Reputation: 61
my data is like:
sample1 = [[1, 0, 3, 5, 0, 9], 0, 1.5, 0]
sample2 = [[0, 4, 0, 6, 2, 0], 2, 1.9, 1]
sample3 = [[9, 7, 6, 0, 0, 0], 0, 1.3, 1]
paul = pd.DataFrame(data = [sample1, sample2, sample3], columns=`['list','cat','metr','target'])`
on this data a scikit-learn kNN-Regression with an specific distance function should be done.
The distance function is:
def my_distance(X,Y,**kwargs):
if len(X)>1:
x = X
y = Y
all_minima = []
for k in range(len(x)):
one_minimum = min(x[k],y[k])
all_minima.append(one_minimum)
sum_all_minima=sum(all_minima)
distance = (sum(x)+sum(y)-sum_all_minima) * kwargs["Para_list"]
elif X.dtype=='int64':
x = X
y = Y
if x == y and x != -1:
distance = 0
elif x == -1 or y == -1 or x is None or y is None:
distance = kwargs["Para_minus1"] * 1
else:
distance = kwargs["Para_nominal"] * 1
else:
x = X
y = Y
if x == y:
distance = 0
elif x == -1 or y == -1 or x is None or y is None:
distance = kwargs["Para_minus1"] * 1
else:
distance = abs(x-y) * kwargs["Para_metrisch"]
return distance
And should be implemented as valid distance function by
DistanceMetric.get_metric('pyfunc',func=my_distance)
As I'm right, the scikit code should be like this:
train , test = train_test_split(paul, test_size = 0.3)
#x_train soll nur unabhähgige Variablen enthalten, andere kommen raus:
x_train = train.drop('target', axis=1)

● **Data provided**

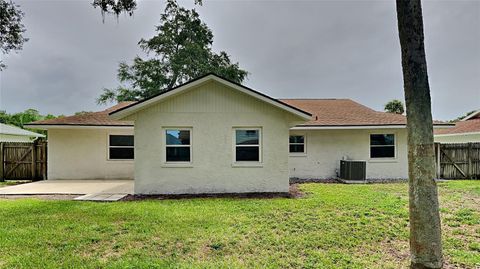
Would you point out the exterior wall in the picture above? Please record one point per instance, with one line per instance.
(325, 149)
(15, 138)
(83, 154)
(211, 111)
(458, 138)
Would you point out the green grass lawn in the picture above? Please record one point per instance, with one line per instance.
(333, 226)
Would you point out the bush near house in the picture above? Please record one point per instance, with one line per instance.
(332, 226)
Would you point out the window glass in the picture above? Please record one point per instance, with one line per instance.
(247, 145)
(121, 140)
(382, 152)
(297, 139)
(178, 154)
(297, 148)
(121, 153)
(247, 154)
(382, 139)
(178, 137)
(382, 146)
(297, 144)
(121, 147)
(177, 145)
(247, 137)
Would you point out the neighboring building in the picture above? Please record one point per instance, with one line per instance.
(211, 135)
(465, 131)
(9, 133)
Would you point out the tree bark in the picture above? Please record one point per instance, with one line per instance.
(425, 229)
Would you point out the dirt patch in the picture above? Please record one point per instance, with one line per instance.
(294, 192)
(313, 180)
(41, 196)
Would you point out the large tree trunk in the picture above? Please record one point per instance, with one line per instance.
(425, 230)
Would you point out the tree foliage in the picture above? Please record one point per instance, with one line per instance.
(180, 51)
(462, 117)
(395, 106)
(11, 28)
(22, 118)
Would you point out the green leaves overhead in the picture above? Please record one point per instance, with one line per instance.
(11, 28)
(181, 51)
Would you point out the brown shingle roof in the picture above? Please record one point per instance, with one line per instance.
(99, 118)
(343, 112)
(326, 112)
(468, 126)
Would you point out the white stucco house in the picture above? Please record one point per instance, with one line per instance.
(211, 135)
(465, 131)
(9, 133)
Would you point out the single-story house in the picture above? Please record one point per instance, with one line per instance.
(9, 133)
(465, 131)
(211, 135)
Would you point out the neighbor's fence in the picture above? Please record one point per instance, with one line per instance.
(458, 161)
(23, 160)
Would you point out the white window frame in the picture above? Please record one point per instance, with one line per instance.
(110, 146)
(378, 146)
(164, 138)
(260, 147)
(304, 145)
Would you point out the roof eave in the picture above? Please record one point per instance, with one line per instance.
(131, 109)
(75, 126)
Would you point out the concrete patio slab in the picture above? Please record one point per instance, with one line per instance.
(100, 197)
(80, 187)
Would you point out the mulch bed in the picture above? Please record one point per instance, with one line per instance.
(294, 192)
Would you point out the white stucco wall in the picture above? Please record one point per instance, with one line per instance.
(325, 149)
(83, 154)
(211, 111)
(458, 138)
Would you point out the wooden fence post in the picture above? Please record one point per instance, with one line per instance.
(469, 156)
(34, 160)
(439, 165)
(2, 165)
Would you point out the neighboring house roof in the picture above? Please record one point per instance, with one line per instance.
(462, 127)
(99, 118)
(128, 110)
(321, 113)
(8, 132)
(475, 114)
(346, 113)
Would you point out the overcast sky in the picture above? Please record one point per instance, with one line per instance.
(314, 49)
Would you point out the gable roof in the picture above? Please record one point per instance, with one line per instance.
(13, 130)
(347, 113)
(130, 109)
(99, 118)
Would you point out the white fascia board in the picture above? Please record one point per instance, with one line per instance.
(130, 110)
(360, 127)
(457, 134)
(68, 126)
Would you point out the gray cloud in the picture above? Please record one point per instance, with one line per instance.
(322, 49)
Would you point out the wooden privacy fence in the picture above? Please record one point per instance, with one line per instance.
(23, 160)
(458, 161)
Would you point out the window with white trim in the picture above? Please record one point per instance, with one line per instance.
(120, 147)
(247, 144)
(297, 144)
(382, 146)
(178, 145)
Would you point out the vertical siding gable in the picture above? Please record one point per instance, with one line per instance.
(213, 97)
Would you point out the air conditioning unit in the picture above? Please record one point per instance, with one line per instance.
(353, 170)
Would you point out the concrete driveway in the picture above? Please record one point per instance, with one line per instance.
(80, 187)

● **Short task**
Reproduce the part of the forum post about a custom distance function for kNN regression starting with "As I'm right, the" and going on through "x_train = train.drop('target', axis=1)".

● **Exercise output**
As I'm right, the scikit code should be like this:
train , test = train_test_split(paul, test_size = 0.3)
#x_train soll nur unabhähgige Variablen enthalten, andere kommen raus:
x_train = train.drop('target', axis=1)